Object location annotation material
________________________

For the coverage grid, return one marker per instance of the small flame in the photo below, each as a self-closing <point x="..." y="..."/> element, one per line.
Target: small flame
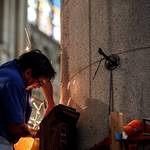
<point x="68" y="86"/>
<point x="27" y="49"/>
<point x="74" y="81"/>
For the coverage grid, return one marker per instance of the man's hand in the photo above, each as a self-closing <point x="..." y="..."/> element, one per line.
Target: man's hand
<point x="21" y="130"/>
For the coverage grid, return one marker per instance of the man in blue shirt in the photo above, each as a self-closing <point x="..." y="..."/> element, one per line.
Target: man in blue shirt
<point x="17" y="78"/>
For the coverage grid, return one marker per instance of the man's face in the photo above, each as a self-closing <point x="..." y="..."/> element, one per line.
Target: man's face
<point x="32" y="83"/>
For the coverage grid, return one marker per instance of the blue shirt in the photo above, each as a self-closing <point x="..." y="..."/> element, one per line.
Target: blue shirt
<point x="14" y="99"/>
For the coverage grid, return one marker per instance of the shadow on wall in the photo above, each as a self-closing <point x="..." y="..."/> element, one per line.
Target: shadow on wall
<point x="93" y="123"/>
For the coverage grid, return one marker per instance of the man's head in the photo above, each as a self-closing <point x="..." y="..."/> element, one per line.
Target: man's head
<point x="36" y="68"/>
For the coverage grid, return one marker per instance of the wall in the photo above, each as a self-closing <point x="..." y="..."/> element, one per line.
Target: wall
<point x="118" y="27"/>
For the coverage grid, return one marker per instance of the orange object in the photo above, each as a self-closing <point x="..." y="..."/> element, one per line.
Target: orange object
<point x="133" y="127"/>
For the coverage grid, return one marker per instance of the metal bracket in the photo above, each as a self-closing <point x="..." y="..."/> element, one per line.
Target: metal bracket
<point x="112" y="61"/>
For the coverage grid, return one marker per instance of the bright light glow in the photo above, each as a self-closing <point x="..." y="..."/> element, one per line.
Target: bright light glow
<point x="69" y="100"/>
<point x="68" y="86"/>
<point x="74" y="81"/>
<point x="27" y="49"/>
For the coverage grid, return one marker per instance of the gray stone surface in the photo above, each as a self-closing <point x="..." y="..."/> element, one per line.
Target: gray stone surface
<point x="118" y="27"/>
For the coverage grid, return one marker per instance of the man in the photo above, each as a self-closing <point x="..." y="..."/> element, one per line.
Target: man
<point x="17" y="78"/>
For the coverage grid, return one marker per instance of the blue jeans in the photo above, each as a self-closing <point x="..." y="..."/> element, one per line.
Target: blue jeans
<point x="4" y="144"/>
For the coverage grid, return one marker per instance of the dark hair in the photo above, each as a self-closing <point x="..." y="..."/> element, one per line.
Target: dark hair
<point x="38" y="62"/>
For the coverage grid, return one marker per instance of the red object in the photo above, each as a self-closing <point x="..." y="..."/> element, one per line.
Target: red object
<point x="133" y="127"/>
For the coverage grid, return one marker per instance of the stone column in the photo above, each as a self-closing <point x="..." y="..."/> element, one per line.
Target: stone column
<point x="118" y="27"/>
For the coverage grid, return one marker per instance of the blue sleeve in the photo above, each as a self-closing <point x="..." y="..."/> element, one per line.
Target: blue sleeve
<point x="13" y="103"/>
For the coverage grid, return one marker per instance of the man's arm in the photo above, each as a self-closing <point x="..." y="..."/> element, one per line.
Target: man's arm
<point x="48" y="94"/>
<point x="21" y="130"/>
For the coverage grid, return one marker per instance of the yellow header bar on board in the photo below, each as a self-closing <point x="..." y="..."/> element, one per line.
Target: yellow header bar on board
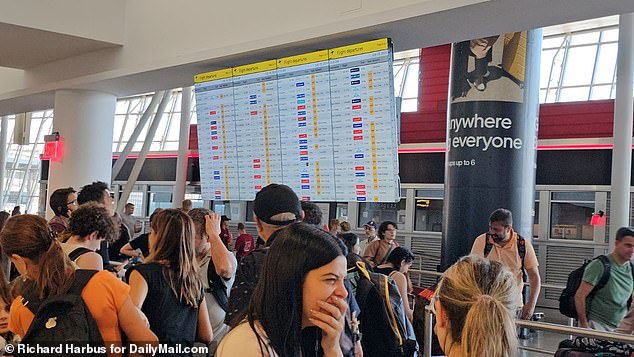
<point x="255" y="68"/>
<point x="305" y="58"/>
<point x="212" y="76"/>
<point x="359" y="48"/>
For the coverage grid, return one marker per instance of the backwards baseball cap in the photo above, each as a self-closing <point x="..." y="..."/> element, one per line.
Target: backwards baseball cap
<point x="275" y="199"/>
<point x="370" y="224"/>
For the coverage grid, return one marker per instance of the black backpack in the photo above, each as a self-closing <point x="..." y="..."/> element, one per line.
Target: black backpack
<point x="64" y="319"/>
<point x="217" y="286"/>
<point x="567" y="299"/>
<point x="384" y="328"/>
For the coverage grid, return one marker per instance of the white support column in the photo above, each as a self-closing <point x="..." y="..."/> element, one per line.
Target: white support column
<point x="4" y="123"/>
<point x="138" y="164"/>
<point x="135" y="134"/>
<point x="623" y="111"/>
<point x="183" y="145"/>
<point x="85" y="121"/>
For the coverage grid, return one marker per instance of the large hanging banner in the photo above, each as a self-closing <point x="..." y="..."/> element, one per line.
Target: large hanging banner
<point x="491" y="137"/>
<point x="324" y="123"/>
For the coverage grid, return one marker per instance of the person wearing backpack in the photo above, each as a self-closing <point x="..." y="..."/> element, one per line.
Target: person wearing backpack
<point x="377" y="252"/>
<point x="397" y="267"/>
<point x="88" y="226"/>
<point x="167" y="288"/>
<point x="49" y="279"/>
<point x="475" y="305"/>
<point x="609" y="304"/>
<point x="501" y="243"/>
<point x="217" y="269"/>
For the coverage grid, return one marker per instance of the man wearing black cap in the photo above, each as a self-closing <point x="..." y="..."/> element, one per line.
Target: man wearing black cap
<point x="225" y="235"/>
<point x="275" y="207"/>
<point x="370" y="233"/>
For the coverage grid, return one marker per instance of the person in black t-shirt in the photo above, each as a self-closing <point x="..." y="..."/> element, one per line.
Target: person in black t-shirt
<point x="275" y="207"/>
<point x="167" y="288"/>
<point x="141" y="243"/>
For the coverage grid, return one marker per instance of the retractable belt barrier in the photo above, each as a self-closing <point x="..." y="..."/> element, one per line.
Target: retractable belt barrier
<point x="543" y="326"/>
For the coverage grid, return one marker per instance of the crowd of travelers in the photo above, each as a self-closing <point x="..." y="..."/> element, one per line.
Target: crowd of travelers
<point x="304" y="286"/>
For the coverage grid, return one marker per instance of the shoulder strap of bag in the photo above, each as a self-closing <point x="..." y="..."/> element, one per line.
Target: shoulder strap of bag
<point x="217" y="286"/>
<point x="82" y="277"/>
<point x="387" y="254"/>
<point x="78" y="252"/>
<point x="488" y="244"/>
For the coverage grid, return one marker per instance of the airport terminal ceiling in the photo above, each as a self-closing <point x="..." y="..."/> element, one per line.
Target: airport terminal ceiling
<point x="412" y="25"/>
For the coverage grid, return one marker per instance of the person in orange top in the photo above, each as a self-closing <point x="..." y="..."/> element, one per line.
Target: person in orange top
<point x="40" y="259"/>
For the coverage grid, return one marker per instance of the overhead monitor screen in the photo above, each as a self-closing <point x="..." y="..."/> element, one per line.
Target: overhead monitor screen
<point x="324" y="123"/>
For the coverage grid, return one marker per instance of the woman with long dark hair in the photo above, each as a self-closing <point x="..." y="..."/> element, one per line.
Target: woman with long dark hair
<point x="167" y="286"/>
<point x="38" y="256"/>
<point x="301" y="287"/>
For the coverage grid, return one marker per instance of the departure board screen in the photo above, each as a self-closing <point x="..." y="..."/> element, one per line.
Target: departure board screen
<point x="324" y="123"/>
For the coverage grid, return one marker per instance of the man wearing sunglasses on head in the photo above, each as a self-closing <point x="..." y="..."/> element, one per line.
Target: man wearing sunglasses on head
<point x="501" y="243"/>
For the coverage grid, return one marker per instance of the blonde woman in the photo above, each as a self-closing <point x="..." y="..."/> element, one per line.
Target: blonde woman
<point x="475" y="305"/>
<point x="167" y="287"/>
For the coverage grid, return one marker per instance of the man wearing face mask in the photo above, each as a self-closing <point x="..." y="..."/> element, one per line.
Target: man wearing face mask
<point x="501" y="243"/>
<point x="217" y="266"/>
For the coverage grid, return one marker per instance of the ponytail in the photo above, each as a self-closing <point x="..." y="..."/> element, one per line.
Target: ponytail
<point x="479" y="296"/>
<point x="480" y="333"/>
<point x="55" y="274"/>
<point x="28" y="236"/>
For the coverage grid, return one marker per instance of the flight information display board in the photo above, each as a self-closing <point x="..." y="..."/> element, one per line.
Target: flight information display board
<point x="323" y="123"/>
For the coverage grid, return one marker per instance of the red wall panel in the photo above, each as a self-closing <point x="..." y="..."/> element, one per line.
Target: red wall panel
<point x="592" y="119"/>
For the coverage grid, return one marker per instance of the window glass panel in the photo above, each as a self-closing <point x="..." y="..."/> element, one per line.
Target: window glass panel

________________________

Give the part of the material that opens with the line containing "of the departure" and runs through the end of the material as a JSON list of strings, one string per line, with blank lines left out.

[
  "For the coverage grid, return one marker per instance of the departure board screen in the photo above, each as a self-closing <point x=\"...\" y=\"...\"/> element, one per line.",
  "Target: departure board screen",
  "<point x=\"324\" y=\"123\"/>",
  "For the coverage grid, return one marker per instance of the man wearing sunglasses on head in the photo above, each as a self-closing <point x=\"...\" y=\"...\"/> element, one per line.",
  "Target: man wearing sunglasses on head",
  "<point x=\"501\" y=\"243\"/>",
  "For the coverage grid, return one marker per instance of the blonde woman in the photo above, each as a self-closing <point x=\"...\" y=\"...\"/> element, one per line.",
  "Target: blonde woman",
  "<point x=\"475\" y=\"305\"/>",
  "<point x=\"167\" y=\"287\"/>",
  "For the coverage grid, return one marker per instance of the man wearing face mask in the photo above, each as a self-closing <point x=\"...\" y=\"...\"/> element, one per line.",
  "Target: man wearing face mask",
  "<point x=\"501\" y=\"243\"/>",
  "<point x=\"217\" y=\"266\"/>",
  "For the coverage grid, return one marker per instance of the ponytail in the photo above, each as a self-closing <point x=\"...\" y=\"...\"/> element, one per line.",
  "Target: ponytail",
  "<point x=\"479\" y=\"296\"/>",
  "<point x=\"480\" y=\"333\"/>",
  "<point x=\"55\" y=\"274\"/>",
  "<point x=\"28\" y=\"236\"/>",
  "For the coverage grid, return one marker per instance of the flight information display board in the photo above, each as a self-closing <point x=\"...\" y=\"...\"/> element, one per line.",
  "Target: flight information display board",
  "<point x=\"323\" y=\"123\"/>",
  "For the coverage grid, return one marker per instance of the red wall panel in the photo above, each as a self-closing <point x=\"...\" y=\"...\"/> element, one per line.",
  "Target: red wall panel",
  "<point x=\"592\" y=\"119\"/>",
  "For the coverage grid, return one marker per instance of the window glass panel in the photo above, each as a self-closing <point x=\"...\" y=\"...\"/> element, one per line.",
  "Target: window glass panel"
]